Work to complete: Below are entries to examine: work out how many lines contain the word "rough", and give only that number.

Excerpted data:
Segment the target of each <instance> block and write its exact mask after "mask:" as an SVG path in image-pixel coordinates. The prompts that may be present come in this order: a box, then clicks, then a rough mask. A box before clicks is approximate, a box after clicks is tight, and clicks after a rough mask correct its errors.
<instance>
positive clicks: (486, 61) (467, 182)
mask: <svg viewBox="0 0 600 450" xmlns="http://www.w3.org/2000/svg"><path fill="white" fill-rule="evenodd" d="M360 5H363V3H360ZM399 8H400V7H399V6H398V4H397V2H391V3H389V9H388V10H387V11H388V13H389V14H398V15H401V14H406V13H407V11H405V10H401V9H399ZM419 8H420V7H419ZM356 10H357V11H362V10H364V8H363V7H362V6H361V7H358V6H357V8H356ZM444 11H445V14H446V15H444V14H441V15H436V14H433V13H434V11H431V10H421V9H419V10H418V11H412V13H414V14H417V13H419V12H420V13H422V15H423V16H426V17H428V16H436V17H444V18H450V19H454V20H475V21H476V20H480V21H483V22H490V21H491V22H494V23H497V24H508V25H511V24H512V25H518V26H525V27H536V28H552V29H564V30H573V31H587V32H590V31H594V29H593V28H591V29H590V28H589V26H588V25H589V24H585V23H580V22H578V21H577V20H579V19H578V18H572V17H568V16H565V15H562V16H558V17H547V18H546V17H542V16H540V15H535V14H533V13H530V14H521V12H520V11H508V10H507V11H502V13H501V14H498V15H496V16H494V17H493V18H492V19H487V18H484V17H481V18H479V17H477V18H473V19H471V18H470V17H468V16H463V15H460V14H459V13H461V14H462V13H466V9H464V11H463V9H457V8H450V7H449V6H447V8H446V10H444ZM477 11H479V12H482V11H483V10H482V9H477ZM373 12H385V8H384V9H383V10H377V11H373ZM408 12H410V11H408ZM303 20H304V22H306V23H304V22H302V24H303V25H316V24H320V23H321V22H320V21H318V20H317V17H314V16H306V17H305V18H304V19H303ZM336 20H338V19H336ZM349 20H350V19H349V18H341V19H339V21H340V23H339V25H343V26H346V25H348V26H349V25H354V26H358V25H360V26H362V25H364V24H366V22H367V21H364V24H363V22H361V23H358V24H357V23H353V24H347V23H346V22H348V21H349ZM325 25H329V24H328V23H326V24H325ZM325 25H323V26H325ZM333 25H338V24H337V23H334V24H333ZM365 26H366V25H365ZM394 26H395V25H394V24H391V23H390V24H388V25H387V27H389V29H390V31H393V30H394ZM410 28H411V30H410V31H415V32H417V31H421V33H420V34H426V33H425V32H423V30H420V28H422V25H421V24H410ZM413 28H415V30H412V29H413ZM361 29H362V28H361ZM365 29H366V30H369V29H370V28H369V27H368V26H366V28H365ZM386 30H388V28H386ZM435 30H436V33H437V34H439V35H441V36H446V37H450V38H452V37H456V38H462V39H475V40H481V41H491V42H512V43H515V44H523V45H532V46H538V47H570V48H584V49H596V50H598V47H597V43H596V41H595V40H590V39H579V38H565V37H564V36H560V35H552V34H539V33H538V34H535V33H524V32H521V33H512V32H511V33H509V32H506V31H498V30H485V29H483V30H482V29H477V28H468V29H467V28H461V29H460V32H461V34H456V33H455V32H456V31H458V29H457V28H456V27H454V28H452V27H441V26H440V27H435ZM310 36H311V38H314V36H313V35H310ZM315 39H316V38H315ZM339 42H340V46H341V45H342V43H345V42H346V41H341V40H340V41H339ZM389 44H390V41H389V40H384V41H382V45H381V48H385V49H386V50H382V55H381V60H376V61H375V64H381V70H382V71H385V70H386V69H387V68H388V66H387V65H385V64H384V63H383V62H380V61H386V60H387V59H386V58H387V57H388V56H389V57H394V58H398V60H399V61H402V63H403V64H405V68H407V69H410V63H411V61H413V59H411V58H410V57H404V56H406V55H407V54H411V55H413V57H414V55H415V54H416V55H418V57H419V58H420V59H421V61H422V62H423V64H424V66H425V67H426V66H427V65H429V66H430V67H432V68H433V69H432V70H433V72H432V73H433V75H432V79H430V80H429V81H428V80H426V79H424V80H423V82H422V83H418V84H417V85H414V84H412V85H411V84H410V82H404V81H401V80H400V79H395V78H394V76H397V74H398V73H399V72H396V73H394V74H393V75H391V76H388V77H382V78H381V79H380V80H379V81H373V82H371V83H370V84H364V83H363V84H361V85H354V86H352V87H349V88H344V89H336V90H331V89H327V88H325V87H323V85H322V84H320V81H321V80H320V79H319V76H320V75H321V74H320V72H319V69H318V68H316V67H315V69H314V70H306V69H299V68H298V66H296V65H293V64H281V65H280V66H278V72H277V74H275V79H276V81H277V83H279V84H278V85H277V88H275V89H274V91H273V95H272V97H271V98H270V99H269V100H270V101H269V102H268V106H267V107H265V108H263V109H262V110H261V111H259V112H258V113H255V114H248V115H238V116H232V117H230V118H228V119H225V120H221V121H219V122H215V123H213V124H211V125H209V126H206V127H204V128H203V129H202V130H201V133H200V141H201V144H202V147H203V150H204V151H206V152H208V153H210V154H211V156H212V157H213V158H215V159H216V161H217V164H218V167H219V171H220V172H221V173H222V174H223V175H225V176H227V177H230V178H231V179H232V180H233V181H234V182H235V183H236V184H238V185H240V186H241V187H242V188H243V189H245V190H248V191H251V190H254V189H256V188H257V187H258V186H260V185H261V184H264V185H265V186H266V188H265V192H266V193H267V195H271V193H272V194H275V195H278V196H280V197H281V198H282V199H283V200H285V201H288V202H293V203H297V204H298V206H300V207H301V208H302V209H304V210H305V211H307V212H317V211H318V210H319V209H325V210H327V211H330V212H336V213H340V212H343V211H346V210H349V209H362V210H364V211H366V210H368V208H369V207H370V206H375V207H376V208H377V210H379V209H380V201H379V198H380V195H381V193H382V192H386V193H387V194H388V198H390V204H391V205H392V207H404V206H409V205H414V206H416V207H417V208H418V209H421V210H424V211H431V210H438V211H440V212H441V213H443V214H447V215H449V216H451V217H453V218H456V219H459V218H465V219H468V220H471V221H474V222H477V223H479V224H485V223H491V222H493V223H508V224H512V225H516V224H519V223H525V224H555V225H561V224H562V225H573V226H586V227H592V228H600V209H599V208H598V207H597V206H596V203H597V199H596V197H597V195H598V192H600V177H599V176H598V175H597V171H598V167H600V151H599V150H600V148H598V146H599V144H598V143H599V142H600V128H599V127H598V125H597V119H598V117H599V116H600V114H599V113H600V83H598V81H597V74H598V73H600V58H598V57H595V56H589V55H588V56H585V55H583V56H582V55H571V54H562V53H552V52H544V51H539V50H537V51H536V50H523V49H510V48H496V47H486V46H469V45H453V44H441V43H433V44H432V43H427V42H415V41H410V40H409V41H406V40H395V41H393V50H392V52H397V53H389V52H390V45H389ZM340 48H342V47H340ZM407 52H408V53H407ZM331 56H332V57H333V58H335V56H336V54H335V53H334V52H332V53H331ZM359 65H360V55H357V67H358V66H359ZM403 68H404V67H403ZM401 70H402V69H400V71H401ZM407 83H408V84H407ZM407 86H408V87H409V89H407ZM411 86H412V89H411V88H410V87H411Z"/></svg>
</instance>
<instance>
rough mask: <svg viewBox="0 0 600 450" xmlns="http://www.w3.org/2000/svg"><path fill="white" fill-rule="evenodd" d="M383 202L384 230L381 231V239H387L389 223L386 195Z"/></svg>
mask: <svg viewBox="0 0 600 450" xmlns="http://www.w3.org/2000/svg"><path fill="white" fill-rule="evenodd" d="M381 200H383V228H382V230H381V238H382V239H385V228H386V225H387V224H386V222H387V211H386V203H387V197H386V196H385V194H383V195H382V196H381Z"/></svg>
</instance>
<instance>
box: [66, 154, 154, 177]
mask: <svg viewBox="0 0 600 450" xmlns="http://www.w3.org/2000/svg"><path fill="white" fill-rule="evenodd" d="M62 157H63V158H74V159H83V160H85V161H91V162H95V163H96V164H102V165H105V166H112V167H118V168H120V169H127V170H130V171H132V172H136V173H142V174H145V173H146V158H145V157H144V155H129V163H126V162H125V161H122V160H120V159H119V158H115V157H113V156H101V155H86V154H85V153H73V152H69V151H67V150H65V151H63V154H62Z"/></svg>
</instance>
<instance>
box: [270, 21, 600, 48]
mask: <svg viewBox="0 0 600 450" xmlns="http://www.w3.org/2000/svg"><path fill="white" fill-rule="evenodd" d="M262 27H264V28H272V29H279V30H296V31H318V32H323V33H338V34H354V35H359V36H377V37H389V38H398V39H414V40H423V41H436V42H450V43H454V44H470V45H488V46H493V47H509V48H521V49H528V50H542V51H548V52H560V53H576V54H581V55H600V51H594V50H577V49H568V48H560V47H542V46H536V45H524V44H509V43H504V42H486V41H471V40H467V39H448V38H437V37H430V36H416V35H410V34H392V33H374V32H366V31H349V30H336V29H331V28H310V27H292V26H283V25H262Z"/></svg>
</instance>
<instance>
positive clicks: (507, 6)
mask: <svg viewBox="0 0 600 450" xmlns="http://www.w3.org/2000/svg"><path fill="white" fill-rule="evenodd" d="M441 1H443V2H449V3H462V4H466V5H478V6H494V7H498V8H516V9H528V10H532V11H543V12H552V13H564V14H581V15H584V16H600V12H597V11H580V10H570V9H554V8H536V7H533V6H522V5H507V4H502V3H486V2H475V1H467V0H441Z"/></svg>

Response area: 2